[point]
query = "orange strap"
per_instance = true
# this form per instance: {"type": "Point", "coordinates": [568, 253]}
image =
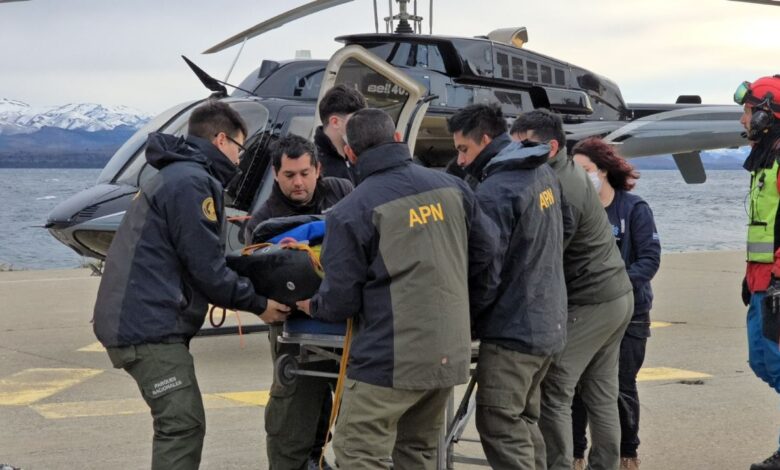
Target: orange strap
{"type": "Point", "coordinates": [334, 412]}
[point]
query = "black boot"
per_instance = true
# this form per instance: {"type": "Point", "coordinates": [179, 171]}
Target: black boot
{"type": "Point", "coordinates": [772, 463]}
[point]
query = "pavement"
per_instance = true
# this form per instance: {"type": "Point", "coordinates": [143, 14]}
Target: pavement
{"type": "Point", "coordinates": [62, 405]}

+---+

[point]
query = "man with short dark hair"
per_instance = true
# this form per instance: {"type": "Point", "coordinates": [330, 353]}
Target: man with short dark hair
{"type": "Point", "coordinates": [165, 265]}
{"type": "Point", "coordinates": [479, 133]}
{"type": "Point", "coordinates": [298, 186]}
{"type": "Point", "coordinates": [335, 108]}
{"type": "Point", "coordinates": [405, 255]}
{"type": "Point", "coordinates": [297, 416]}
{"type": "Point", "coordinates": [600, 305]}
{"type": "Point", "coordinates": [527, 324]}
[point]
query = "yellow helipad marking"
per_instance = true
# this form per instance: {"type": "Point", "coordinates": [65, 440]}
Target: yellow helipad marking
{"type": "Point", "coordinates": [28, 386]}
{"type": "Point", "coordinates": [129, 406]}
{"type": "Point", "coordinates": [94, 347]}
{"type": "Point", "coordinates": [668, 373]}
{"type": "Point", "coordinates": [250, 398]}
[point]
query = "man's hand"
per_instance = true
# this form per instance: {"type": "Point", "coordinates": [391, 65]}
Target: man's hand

+---+

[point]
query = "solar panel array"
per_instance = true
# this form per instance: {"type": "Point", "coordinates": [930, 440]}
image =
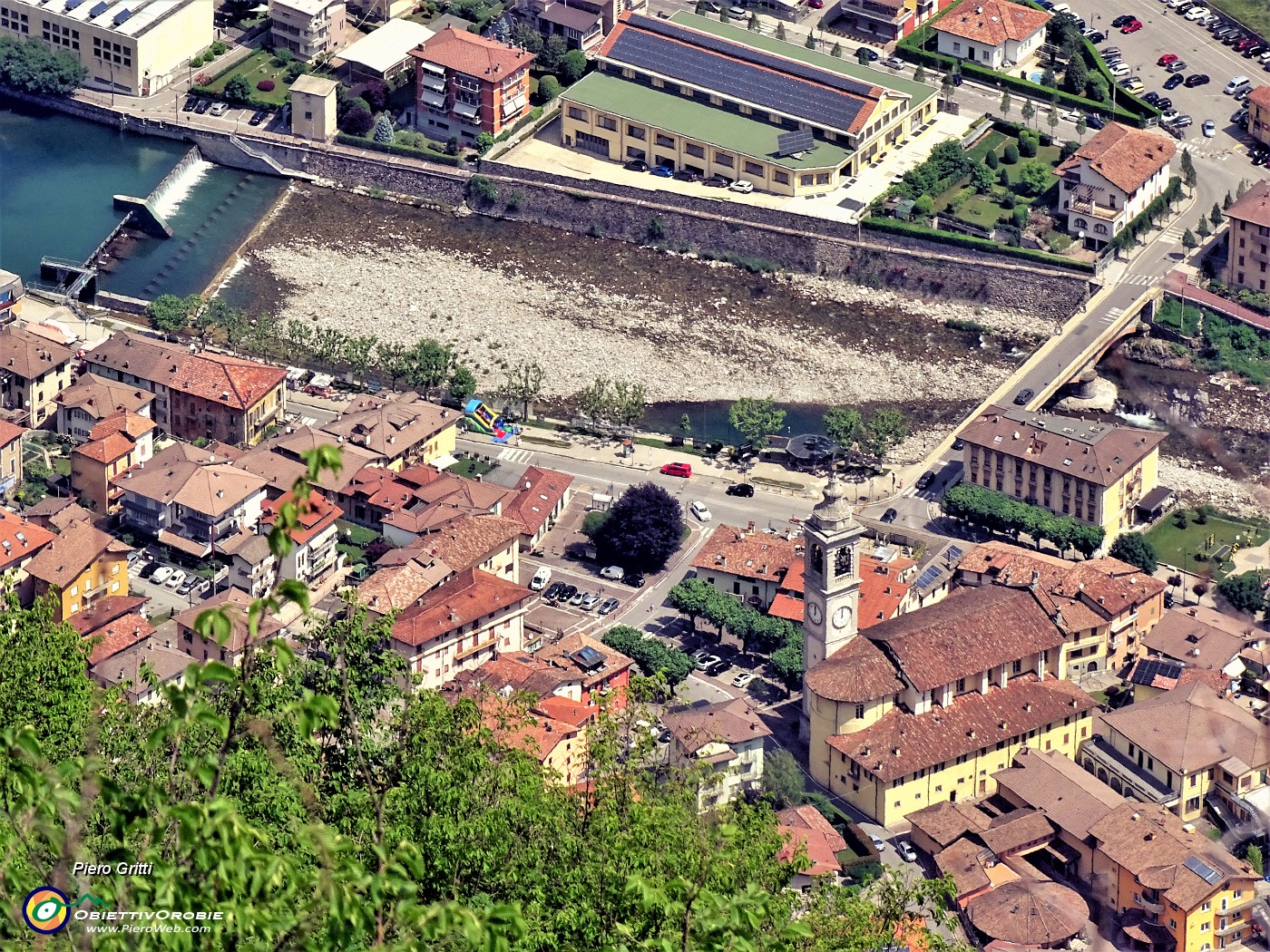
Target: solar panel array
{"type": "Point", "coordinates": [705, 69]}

+---+

**Assigned task:** Report the number of lines in the records above that contain "this", with no other text.

**Your response:** 7